#### [Written problem]
Output the section of the listing beginning with the line containing "For each instance of the coca-cola" and ending with the line containing "pixel 1237 310", both included, as a JSON array of strings. Use one string per line and omit blank lines.

---------- Exercise input ----------

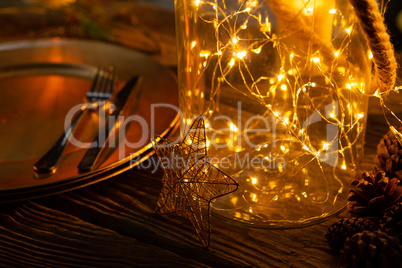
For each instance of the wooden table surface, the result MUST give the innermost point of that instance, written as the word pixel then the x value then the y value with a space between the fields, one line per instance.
pixel 113 223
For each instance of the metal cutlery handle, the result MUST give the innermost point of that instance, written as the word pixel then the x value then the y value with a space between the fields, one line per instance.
pixel 92 154
pixel 48 162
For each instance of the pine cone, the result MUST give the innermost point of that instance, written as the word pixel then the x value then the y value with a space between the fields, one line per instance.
pixel 389 156
pixel 373 195
pixel 346 227
pixel 371 249
pixel 392 222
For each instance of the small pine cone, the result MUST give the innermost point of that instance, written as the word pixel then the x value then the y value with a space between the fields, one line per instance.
pixel 371 249
pixel 373 195
pixel 346 227
pixel 392 222
pixel 389 156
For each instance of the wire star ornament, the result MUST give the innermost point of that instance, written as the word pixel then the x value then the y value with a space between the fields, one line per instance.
pixel 190 182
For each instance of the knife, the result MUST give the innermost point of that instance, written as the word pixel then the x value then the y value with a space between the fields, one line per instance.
pixel 92 154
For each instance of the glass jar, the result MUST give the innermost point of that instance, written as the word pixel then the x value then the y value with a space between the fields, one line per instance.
pixel 281 87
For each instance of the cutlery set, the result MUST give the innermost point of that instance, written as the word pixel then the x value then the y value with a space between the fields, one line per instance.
pixel 97 97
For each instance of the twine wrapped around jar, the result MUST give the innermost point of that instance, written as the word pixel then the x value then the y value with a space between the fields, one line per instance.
pixel 372 24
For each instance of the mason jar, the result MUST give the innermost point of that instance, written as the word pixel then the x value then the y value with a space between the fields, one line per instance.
pixel 281 86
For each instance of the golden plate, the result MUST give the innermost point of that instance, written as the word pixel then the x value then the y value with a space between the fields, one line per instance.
pixel 40 82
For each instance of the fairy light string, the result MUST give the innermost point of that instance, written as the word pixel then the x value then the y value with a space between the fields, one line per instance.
pixel 295 80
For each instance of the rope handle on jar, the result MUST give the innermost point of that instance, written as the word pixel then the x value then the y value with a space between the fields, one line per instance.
pixel 375 32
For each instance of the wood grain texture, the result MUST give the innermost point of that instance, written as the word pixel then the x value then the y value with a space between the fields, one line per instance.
pixel 32 235
pixel 113 223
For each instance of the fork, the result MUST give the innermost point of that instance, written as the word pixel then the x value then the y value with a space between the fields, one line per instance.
pixel 101 90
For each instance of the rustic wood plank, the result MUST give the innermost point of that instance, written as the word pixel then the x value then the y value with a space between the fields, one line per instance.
pixel 32 235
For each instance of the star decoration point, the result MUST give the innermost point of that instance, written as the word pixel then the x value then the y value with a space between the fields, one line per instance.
pixel 190 182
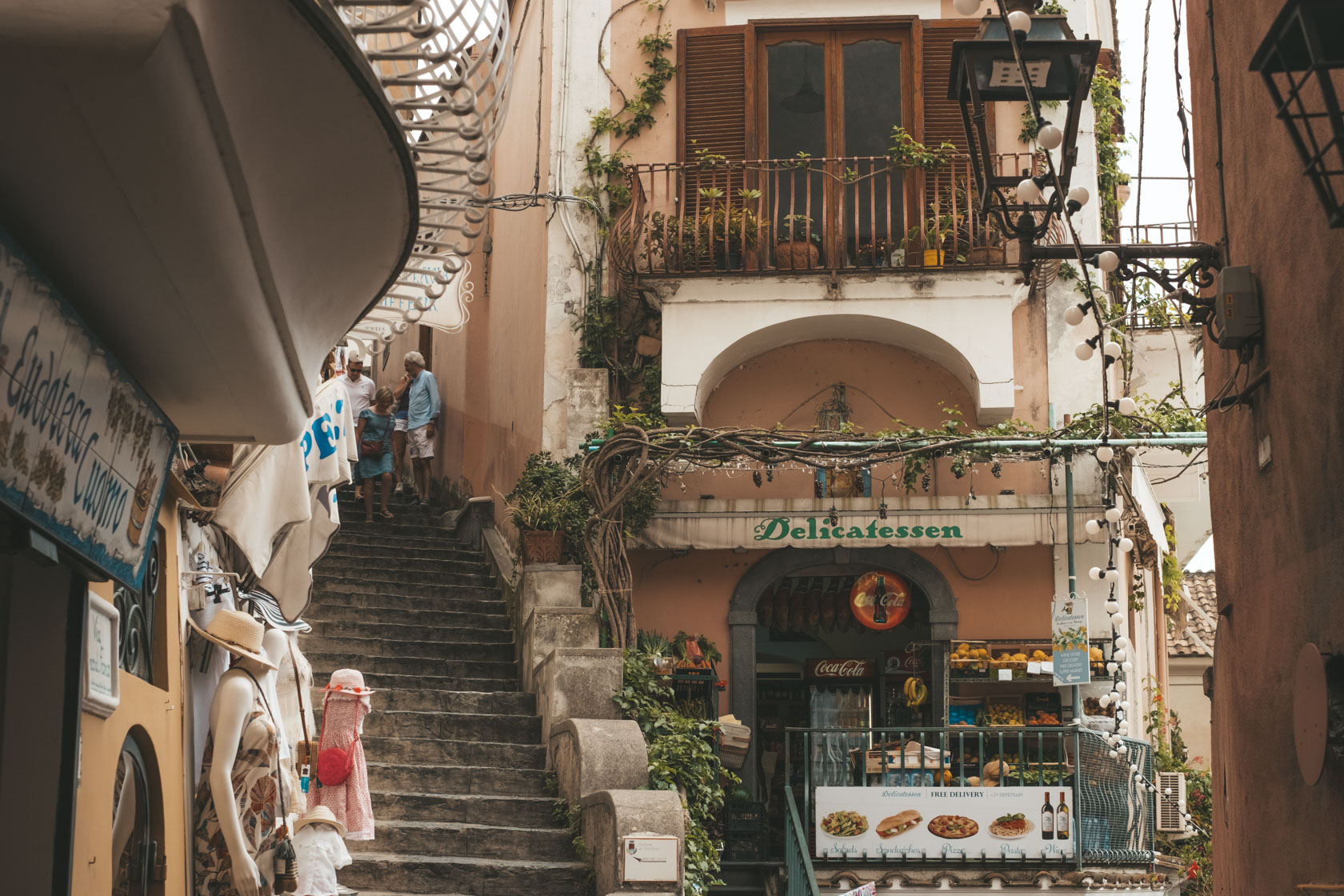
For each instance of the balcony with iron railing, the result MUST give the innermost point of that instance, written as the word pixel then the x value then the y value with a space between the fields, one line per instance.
pixel 794 215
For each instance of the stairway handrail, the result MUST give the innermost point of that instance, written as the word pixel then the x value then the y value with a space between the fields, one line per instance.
pixel 798 860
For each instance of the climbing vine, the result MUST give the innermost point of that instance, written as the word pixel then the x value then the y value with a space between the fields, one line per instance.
pixel 1109 106
pixel 682 758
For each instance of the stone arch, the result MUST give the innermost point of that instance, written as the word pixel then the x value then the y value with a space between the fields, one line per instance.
pixel 777 565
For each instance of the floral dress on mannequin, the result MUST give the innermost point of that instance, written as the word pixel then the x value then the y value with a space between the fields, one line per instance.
pixel 344 708
pixel 256 803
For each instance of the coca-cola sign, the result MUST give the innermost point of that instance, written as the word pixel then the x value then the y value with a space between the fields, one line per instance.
pixel 840 668
pixel 905 661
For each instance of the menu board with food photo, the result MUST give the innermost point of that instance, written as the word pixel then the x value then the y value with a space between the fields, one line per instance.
pixel 944 822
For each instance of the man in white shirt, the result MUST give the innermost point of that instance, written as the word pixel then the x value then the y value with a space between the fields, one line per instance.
pixel 361 391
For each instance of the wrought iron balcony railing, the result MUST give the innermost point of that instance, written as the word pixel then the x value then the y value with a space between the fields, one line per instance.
pixel 788 215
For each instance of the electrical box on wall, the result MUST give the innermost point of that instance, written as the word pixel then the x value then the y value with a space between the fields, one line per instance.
pixel 1237 310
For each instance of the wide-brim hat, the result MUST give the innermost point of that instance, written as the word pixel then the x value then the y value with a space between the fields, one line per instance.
pixel 269 610
pixel 348 682
pixel 320 816
pixel 238 633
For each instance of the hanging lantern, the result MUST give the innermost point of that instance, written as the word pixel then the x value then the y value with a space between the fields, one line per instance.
pixel 1298 58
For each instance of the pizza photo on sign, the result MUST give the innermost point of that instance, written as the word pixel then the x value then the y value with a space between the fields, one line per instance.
pixel 881 599
pixel 953 826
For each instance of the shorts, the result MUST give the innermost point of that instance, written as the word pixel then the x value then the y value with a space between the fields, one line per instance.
pixel 418 443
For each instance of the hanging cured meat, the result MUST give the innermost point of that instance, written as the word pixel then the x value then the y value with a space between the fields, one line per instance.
pixel 828 607
pixel 814 599
pixel 780 618
pixel 765 609
pixel 798 610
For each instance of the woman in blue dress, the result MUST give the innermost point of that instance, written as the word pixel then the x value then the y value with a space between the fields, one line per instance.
pixel 374 434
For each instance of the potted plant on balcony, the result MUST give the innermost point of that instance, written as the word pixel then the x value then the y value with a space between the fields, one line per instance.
pixel 906 152
pixel 929 238
pixel 798 247
pixel 727 235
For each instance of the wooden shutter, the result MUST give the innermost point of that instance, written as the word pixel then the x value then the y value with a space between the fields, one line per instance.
pixel 942 116
pixel 715 92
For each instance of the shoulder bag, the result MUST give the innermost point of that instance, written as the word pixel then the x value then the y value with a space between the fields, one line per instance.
pixel 334 763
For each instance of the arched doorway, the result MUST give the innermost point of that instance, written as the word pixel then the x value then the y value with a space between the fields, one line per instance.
pixel 769 571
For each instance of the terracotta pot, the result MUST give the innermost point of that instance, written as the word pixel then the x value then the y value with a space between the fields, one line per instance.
pixel 986 255
pixel 542 547
pixel 796 255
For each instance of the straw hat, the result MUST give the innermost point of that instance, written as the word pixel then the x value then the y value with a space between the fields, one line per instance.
pixel 237 633
pixel 347 682
pixel 320 816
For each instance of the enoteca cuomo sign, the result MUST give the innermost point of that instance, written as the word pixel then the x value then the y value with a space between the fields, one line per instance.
pixel 84 452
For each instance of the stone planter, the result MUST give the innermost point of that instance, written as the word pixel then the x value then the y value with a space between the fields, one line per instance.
pixel 542 547
pixel 798 255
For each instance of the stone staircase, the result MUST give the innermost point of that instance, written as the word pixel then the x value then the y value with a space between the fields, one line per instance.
pixel 456 761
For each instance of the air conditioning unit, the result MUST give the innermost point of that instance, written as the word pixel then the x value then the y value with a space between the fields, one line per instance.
pixel 1170 817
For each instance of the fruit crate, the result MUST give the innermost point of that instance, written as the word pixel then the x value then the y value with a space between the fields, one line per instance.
pixel 970 658
pixel 743 817
pixel 1004 712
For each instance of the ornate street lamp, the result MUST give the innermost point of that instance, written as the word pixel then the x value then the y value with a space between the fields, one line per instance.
pixel 1298 59
pixel 986 70
pixel 1019 58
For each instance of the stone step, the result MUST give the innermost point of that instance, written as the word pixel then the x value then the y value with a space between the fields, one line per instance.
pixel 441 598
pixel 385 566
pixel 482 621
pixel 462 874
pixel 458 838
pixel 456 779
pixel 446 551
pixel 405 751
pixel 433 538
pixel 391 682
pixel 466 652
pixel 377 628
pixel 328 662
pixel 430 586
pixel 480 809
pixel 504 703
pixel 454 726
pixel 389 574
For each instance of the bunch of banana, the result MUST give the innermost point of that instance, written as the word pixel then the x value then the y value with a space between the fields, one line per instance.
pixel 915 692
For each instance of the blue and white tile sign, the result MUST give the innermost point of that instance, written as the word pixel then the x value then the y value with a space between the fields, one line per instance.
pixel 84 452
pixel 1069 640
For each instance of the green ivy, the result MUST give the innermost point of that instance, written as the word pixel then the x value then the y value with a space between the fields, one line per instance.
pixel 682 758
pixel 1170 754
pixel 1108 106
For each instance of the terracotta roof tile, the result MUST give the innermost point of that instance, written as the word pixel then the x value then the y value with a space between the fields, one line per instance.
pixel 1203 593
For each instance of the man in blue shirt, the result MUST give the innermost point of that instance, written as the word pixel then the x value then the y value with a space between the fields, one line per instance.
pixel 421 418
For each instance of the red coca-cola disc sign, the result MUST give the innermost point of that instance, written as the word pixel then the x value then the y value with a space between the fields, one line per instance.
pixel 881 599
pixel 840 668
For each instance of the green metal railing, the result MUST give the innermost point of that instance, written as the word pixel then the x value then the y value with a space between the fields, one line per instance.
pixel 1114 817
pixel 802 879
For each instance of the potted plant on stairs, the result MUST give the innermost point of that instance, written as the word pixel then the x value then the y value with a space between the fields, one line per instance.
pixel 545 506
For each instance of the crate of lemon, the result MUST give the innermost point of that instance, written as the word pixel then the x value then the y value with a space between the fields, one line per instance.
pixel 978 660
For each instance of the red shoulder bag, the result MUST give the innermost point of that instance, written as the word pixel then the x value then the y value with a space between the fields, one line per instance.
pixel 334 763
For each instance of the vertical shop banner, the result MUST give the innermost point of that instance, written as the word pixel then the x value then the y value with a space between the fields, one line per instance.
pixel 84 452
pixel 972 824
pixel 1069 638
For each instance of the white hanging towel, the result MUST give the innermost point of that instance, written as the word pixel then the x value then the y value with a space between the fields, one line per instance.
pixel 270 486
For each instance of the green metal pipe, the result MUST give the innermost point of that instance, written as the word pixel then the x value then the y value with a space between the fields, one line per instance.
pixel 1171 439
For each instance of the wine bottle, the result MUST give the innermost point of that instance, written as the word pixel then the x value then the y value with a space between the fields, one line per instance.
pixel 1061 818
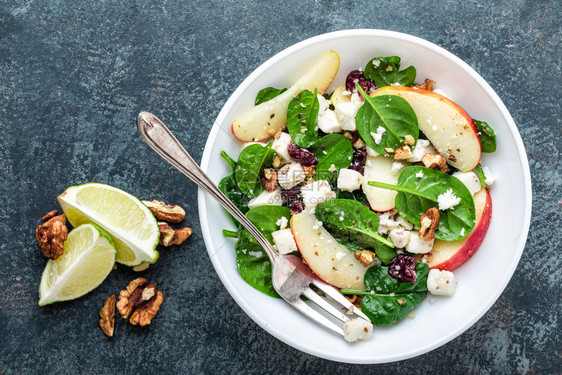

----------

#### [Solution to this task]
[
  "For each instance of the coca-cola sign, the result MUST give the innermost point of that instance, written as the word pixel then the x value then the y value with a space between the fields, one line per instance.",
  "pixel 840 668",
  "pixel 905 661",
  "For each instance of the menu board with food photo, the result MUST give the innermost point of that instance, written as the word pixel then the x value then the y value with a space between the fields, one line per instance.",
  "pixel 944 822",
  "For each instance of the man in white shirt, the result MUST give the innermost point of that instance, written as the word pixel then the x value then the y value with a space between the fields, one line per instance.",
  "pixel 361 391",
  "For each instance of the wrought iron balcony railing, the result MUST give the innermost point of that instance, written as the word pixel then the x value then the y value with a space between the fields, one line per instance.",
  "pixel 788 215",
  "For each instance of the electrical box on wall, the result MUST give the innermost point of that instance, written as the word pixel then the x value then the y value with a space between the fields, one line per instance.",
  "pixel 1237 310"
]